WHAT TO PRODUCE
If a line includes "below", copy it out of the entries.

INPUT RECORDS

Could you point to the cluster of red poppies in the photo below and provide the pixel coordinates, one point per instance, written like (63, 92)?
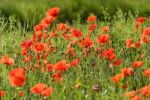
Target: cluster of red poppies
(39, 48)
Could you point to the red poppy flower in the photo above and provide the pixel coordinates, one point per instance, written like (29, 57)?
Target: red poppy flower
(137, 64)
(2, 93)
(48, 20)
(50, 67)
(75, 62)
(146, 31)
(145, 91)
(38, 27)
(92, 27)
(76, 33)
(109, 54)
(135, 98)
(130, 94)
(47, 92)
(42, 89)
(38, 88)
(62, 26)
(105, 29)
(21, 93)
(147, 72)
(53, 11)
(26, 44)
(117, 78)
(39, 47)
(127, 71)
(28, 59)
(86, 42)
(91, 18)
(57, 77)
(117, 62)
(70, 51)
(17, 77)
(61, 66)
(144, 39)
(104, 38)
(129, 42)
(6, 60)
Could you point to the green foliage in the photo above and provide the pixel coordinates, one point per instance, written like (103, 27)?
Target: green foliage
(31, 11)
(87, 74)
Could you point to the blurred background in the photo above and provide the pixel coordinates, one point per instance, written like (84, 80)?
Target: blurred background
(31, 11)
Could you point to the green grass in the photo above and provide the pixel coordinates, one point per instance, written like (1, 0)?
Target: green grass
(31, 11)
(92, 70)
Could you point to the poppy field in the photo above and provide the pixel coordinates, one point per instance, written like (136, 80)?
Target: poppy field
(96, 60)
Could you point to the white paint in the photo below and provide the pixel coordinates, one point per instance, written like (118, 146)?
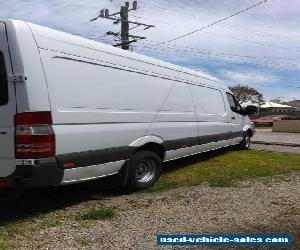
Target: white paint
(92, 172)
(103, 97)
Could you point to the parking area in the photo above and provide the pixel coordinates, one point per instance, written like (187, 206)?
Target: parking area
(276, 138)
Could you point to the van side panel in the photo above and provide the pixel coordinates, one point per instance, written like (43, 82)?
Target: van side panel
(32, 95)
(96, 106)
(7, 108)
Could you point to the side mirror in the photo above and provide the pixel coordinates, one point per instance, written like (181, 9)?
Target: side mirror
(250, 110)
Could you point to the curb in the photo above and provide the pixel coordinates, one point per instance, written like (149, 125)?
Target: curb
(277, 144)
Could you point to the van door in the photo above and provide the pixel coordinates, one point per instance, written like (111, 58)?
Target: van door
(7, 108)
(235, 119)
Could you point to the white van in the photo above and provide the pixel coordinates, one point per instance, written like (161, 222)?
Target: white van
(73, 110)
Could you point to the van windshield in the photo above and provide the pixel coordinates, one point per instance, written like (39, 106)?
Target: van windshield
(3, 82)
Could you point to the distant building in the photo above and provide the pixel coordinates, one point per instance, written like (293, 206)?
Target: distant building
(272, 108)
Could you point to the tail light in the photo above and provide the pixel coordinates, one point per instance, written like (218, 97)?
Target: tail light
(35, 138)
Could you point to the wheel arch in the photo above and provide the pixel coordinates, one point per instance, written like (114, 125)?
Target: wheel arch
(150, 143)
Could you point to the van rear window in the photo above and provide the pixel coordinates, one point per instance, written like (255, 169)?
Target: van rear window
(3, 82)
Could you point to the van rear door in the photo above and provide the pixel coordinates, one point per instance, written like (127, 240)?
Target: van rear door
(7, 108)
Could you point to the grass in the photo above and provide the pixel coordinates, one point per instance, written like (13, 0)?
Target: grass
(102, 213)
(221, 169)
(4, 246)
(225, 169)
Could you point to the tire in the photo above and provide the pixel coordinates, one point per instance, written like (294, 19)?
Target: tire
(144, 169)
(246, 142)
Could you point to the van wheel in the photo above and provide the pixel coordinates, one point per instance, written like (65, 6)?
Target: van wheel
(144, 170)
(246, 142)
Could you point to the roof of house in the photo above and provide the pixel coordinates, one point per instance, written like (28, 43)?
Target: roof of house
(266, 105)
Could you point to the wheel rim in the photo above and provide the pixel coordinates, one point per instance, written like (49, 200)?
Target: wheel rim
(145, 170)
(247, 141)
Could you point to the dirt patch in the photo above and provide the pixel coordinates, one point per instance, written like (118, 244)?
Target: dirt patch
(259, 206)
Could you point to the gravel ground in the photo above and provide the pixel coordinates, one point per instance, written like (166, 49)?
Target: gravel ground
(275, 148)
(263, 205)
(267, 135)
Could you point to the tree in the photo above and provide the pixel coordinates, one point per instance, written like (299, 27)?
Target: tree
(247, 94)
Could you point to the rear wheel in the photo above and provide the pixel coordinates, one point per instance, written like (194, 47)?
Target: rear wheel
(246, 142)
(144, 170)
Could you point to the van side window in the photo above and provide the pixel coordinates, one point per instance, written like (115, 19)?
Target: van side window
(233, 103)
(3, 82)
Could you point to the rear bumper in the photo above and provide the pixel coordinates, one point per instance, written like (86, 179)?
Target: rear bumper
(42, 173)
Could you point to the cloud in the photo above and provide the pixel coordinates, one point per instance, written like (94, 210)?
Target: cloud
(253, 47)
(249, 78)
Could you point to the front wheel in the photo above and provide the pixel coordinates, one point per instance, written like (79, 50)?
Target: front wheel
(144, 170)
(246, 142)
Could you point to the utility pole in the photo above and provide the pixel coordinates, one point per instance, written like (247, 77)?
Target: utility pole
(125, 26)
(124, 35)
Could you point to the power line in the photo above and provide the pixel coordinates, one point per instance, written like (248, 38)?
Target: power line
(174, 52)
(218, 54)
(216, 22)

* * *

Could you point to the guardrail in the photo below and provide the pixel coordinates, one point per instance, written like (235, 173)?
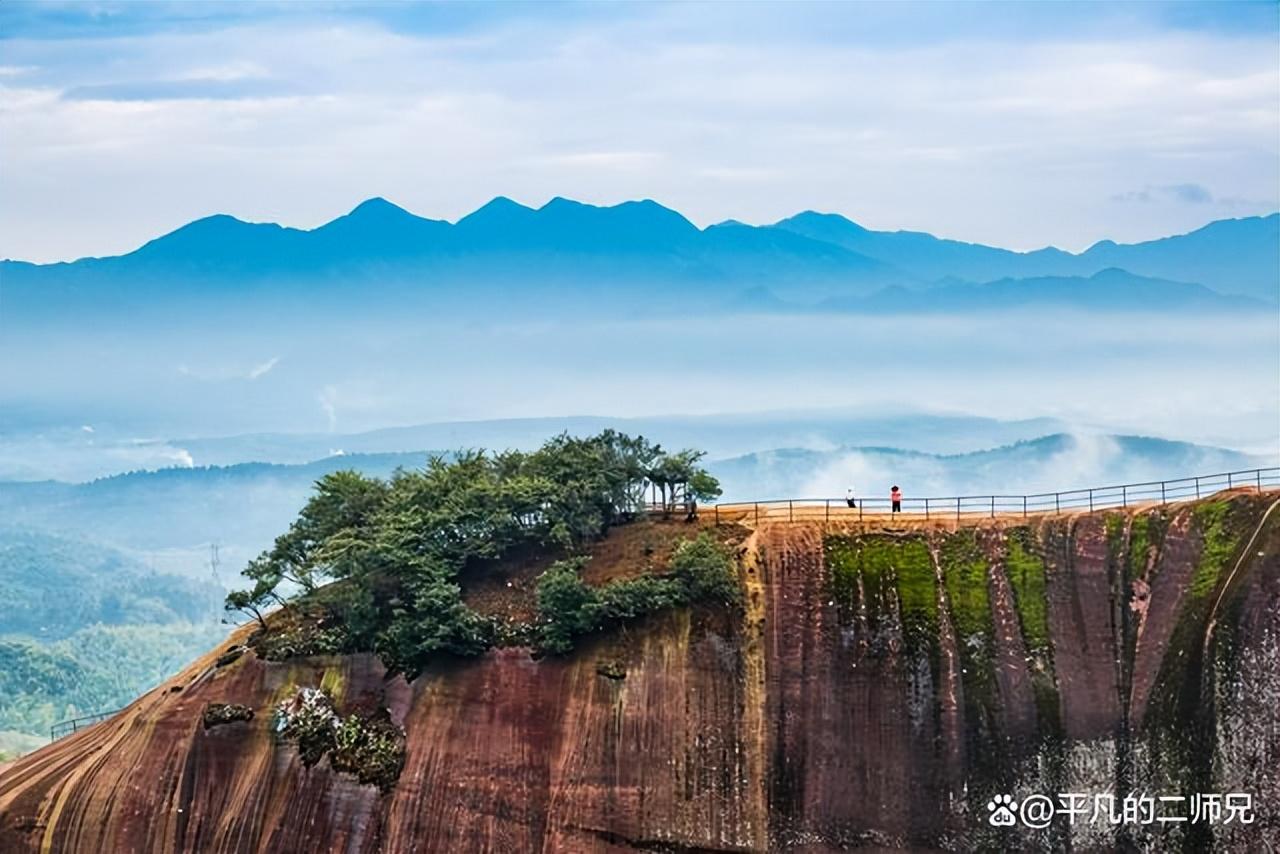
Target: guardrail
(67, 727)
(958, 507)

SOLUTION TO THIS TASK
Could you point to the cluster of red poppies in the photo below and provide the pixel coordinates, one point per instance, written like (63, 92)?
Could you point to the white paint in the photo below and provide the pixel coordinates, one point per instance, written like (118, 146)?
Could you point to the guardrail in the photo below and provide the pixel coordinates, one point per instance, written like (235, 173)?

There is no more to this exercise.